Extract provided:
+ + + +

Student athletes drive decrease in Fall-Spring retention numbers

After increasing retention rate numbers last year, Baldwin Wallace University’s retention numbers decreased between this past fall and spring semester.
Although the institution deals with multiple factors that create a challenge for retention, said Steve Stahl, BW provost, staff and faculty involved discovered a majority of students who don’t return are student athletes.
“Just over half of the students who left us are athletes,” he said. “The NCAA (National Collegiate Athletic Association) doesn’t define people as a student unless they are on the team roster after the second game has been played. So we had 34 athletes leave us; only 3 of them made it on the team roster.”
Athletes will remain to be an area of focus in regards to retaining efforts, Stahl said. From first to second semester, the institution’s overarching goal is to retain 95% of students, with the knowledge that some students are harder to retain than others. This year, however, the institution retained 91% from fall to spring, dropping from last years 93%.
Over the past five years, faculty and staff have completed a careful analysis of the attributes of students who stay and the students who leave. Although most of the students who leave are athletes, said Stahl, students of other demographics are leaving, too. In order to avoid students leaving, those involved work with students to create a success-driven environment, he said.
“Our goal has always been driven by the ethics,” said Stahl. “We need to work with [admitted students] to make sure they have every opportunity to succeed. [We] measure their success by retention. We have made significant progress with that, [but] we need to work on athletes who don’t make the team.”
In order to increase retention numbers and student population as a whole, Baldwin Wallace staff and faculty have looked into different options, said Trina Dobberstein, Vice President for Student Affairs at Baldwin Wallace University. BW is constantly looking into alternative ways to increase numbers.

+ + + +

Dataset:
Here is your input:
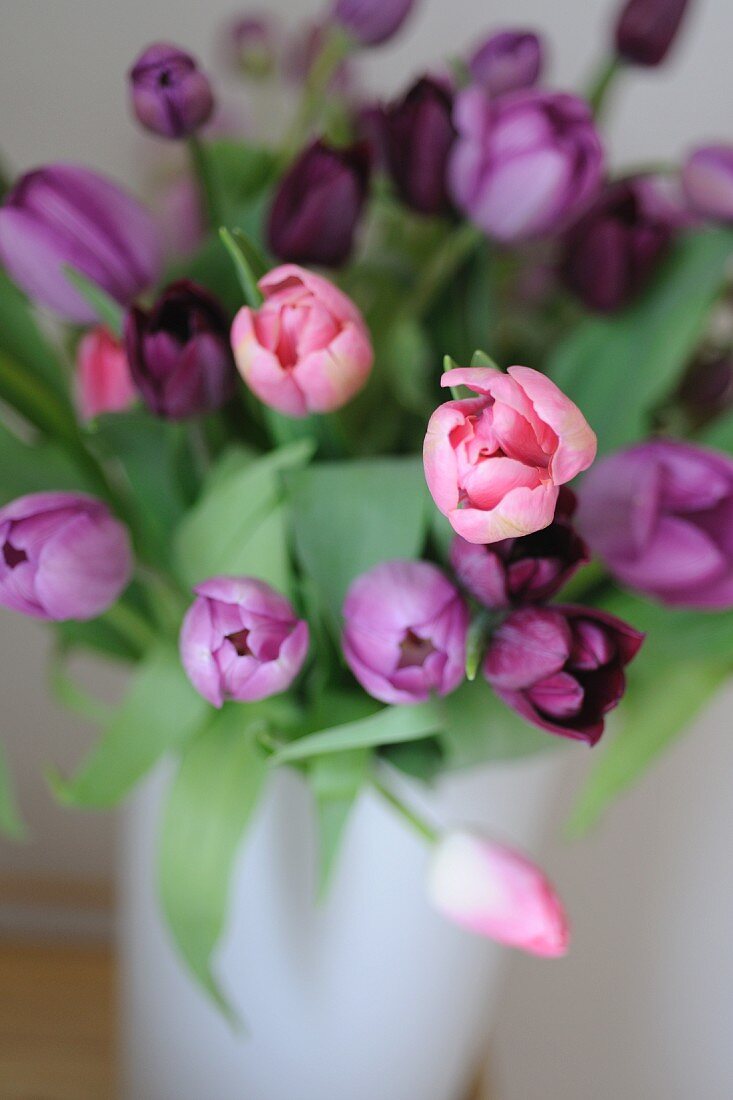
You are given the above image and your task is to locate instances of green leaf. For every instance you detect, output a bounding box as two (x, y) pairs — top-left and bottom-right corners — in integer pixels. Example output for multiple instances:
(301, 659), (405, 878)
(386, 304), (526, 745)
(158, 706), (267, 1022)
(51, 646), (209, 810)
(547, 229), (733, 453)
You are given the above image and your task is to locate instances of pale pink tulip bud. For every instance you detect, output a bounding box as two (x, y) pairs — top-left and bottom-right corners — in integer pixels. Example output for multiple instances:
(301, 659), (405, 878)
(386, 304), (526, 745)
(428, 831), (569, 958)
(231, 264), (374, 417)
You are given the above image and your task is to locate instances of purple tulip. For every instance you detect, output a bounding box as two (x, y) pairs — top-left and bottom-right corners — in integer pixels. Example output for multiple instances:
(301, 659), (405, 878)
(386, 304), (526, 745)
(468, 31), (544, 97)
(130, 42), (214, 139)
(0, 493), (132, 623)
(449, 87), (603, 242)
(180, 576), (308, 706)
(124, 279), (237, 420)
(450, 485), (589, 609)
(561, 177), (680, 312)
(616, 0), (688, 65)
(578, 439), (733, 609)
(483, 606), (644, 745)
(333, 0), (415, 46)
(267, 141), (370, 267)
(0, 164), (162, 325)
(384, 77), (456, 216)
(682, 145), (733, 222)
(343, 561), (469, 704)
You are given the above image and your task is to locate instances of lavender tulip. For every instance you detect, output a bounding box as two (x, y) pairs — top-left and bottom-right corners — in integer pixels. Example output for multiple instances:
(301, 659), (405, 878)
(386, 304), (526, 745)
(130, 42), (214, 139)
(448, 87), (603, 242)
(180, 576), (308, 707)
(468, 31), (544, 97)
(0, 164), (162, 323)
(343, 561), (469, 704)
(0, 493), (132, 623)
(483, 606), (644, 745)
(267, 141), (370, 267)
(578, 439), (733, 609)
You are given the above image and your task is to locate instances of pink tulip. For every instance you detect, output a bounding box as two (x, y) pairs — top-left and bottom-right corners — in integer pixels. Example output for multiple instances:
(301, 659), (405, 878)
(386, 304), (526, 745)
(76, 327), (138, 420)
(428, 831), (569, 958)
(231, 264), (374, 417)
(423, 366), (595, 543)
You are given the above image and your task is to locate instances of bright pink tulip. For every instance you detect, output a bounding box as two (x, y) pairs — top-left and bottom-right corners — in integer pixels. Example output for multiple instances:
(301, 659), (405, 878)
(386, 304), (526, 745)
(428, 831), (569, 958)
(76, 327), (138, 420)
(423, 366), (595, 542)
(231, 264), (374, 417)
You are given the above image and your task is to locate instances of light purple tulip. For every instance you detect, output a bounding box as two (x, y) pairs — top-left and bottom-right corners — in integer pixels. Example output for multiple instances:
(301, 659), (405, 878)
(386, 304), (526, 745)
(448, 87), (603, 242)
(0, 493), (132, 623)
(343, 561), (469, 704)
(577, 440), (733, 609)
(180, 576), (308, 706)
(0, 164), (162, 323)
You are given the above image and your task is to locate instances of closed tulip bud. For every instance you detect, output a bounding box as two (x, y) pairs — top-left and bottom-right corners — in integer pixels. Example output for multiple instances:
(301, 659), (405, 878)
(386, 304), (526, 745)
(130, 42), (214, 139)
(468, 31), (544, 96)
(385, 77), (456, 216)
(343, 561), (469, 704)
(578, 439), (733, 609)
(231, 264), (374, 417)
(0, 493), (132, 623)
(616, 0), (688, 65)
(124, 279), (236, 420)
(483, 606), (644, 745)
(428, 829), (569, 958)
(450, 485), (590, 609)
(562, 178), (679, 312)
(0, 164), (162, 325)
(180, 576), (308, 707)
(449, 87), (603, 242)
(76, 328), (138, 420)
(267, 141), (370, 267)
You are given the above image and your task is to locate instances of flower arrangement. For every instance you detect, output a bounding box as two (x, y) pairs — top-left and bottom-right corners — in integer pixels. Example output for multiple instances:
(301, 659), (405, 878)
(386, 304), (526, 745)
(0, 0), (733, 1005)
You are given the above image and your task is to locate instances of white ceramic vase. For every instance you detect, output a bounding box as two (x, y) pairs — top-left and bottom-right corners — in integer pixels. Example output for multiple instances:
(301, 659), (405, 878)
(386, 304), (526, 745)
(120, 754), (559, 1100)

+ + + +

Brief 1: Transcribe everything in the article on student retention, from "Athletes will remain" down to "environment, he said.".
Brief 2: Pick up the article on Baldwin Wallace retention numbers at the point where it stops, and keep writing it.
The records were taken from a different source.

Task result 1:
Athletes will remain to be an area of focus in regards to retaining efforts, Stahl said. From first to second semester, the institution’s overarching goal is to retain 95% of students, with the knowledge that some students are harder to retain than others. This year, however, the institution retained 91% from fall to spring, dropping from last years 93%.
Over the past five years, faculty and staff have completed a careful analysis of the attributes of students who stay and the students who leave. Although most of the students who leave are athletes, said Stahl, students of other demographics are leaving, too. In order to avoid students leaving, those involved work with students to create a success-driven environment, he said.

Task result 2:
“A way we are hoping to fix that is an increase in our graduate program numbers,” she said. “[We] added engineering and are adding hospitality… but we continue to survey the landscape and figure out new areas to grow in.”
By utilizing the institution’s value proposition, BW is able to differentiate itself from other schools, she said. Along with adding more programs, BW is working to become more sophisticated in its recruiting efforts.
While retention numbers are not earth shattering, Dobberstein said she and her staff are trying to figure out how to make necessary adjustments. One way to do this is to look into ways to further engage students. One way the institution is looking to do this is by connecting students to professors earlier in their college careers, or starting a peer-mentor system.
“As an institution, it [is] also important for us to identify earlier where students go ‘off the rail’ so to say,” Dobberstein said. “We want students to realize how our university not only benefits them now, but in the future when they’re applying to graduate schools or looking for their first career.”
Although all of retention logistics are hard to fix, constant retention has always been a goal for BW, as for a majority of other institutions, she said. To Dobberstein, the difference, as far as percentages go, is how BW sets itself apart from its competitors.